------ Recorded information

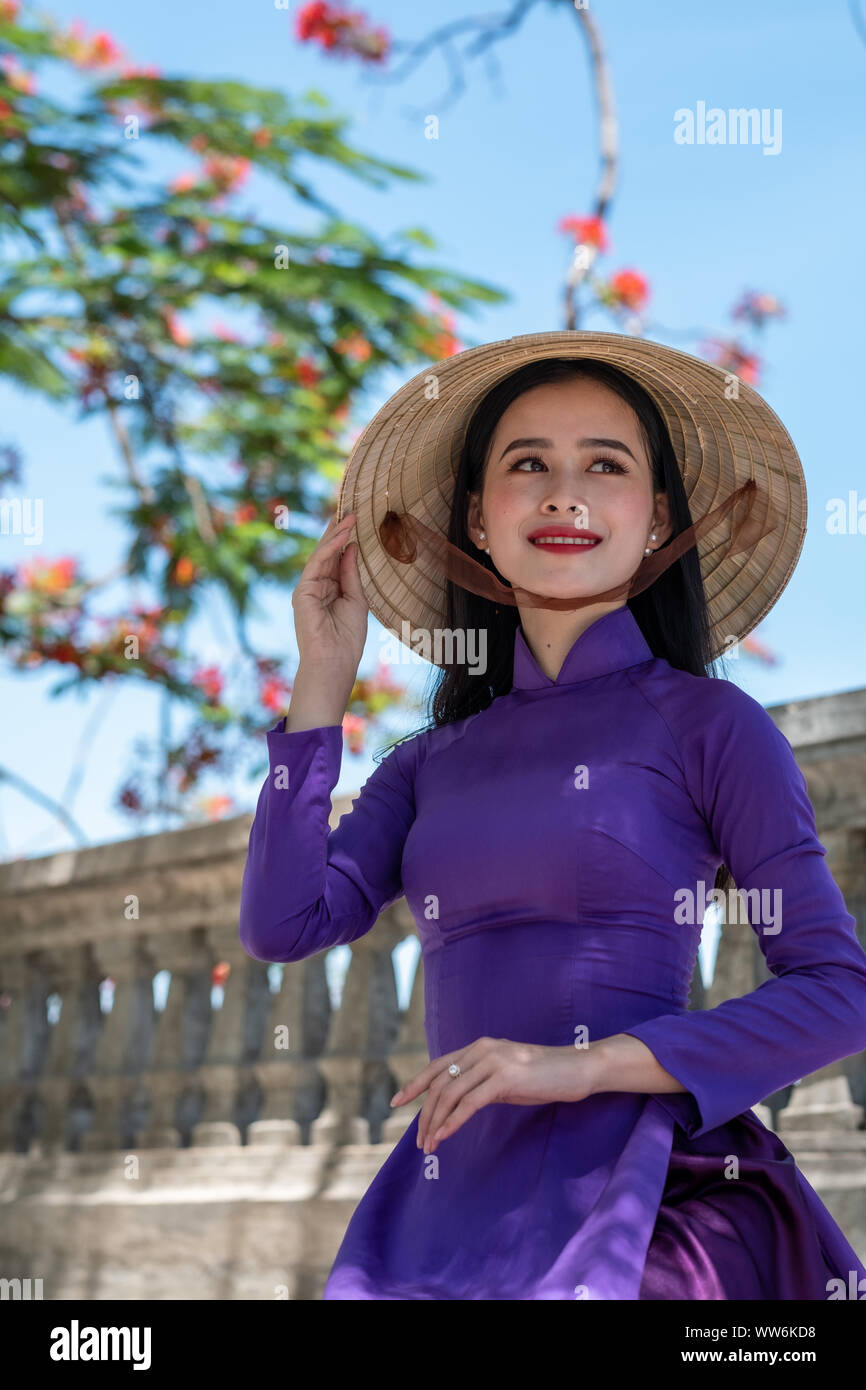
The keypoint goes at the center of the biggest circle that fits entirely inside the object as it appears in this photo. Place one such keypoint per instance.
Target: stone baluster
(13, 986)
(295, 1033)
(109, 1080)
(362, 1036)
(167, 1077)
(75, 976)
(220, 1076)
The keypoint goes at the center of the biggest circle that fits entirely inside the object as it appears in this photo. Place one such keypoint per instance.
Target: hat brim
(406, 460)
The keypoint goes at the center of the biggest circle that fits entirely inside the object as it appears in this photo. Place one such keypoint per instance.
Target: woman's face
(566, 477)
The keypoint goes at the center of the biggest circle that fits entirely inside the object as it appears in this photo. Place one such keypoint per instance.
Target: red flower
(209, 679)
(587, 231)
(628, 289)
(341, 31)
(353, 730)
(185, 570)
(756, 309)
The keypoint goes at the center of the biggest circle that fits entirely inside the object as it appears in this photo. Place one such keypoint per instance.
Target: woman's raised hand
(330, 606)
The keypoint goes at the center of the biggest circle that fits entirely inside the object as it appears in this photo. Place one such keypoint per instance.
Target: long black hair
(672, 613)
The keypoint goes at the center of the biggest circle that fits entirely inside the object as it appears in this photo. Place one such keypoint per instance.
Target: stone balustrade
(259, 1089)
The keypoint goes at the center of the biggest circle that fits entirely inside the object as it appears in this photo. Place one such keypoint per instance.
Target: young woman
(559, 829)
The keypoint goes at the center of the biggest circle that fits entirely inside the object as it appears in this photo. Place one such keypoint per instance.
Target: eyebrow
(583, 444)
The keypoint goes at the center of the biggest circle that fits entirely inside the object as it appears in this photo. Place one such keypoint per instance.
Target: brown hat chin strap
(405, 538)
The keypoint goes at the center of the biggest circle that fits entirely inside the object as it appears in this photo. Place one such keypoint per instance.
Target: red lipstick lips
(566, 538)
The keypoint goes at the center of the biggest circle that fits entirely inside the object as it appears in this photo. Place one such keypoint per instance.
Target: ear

------------

# Try it:
Each record above needs to be copied exactly, with images left out.

# The completed task:
The keypoint goes at the center of the biggest circle that fits entirely inside the object as it appears in this photo. Place one such keypoint per instance.
Target: stone baluster
(13, 986)
(295, 1033)
(109, 1080)
(362, 1036)
(167, 1077)
(75, 976)
(220, 1076)
The keypoint goes at the center of the biggest circle that fits entirely inside the object as it appears in this photo. Place one such keypoint per instance.
Target: hat brim
(406, 460)
The keypoint goes at the center of the biggest circle that fits entirely inside the object as it appears in this photo. Place one such keypoint per instance.
Target: woman's face
(566, 477)
The keypoint goes at the center of the biggest circle that fits entirely inside the object as it appears in this photo. Place one such keypoint per instance.
Target: red flower
(209, 679)
(587, 231)
(628, 289)
(341, 31)
(353, 730)
(185, 570)
(756, 309)
The keypoint goes at the center of the biggest circle that fits entirely inside the object as it appears in this photo. Place one such keypoint per instance.
Target: woman's raised hand
(330, 606)
The keypoint goes at the center of the biggest circle that fits entirely inside the object as it appears in this photo. Place one such keypoint per instance.
Target: long black hair
(672, 613)
The keypoint goes at the center of the biggest circle that fits entirely inside the object as it appears in this photo. Place one such keypoint per instance.
Target: stone balustrade
(259, 1089)
The keypoint goes at the center of the biggest circle that fits entirely inside the object as it appears in this photo. Place one such keypoint per instance.
Target: young woman
(559, 829)
The keypoint goes at the center of the biggest circle that fits entirely inside the object as it appears in this photo. Place one such keypoint per instance.
Target: eyebrow
(583, 444)
The keypoint goes at the center of the biggest circle that fits entirely inside the object as it appears in this photo. Place one such keypoint per instance.
Target: brown hat chin strap
(405, 538)
The keypoint goes at the center of the biggest circle that fits entirely inside the object as it appears in this photo. Place one such keypoint per instance.
Target: red lipstick lips
(566, 538)
The keypoint goes at the center of the biggest circle that fits entirely inside the object as it appears in this photo. Place one such keypoint per instance.
Target: ear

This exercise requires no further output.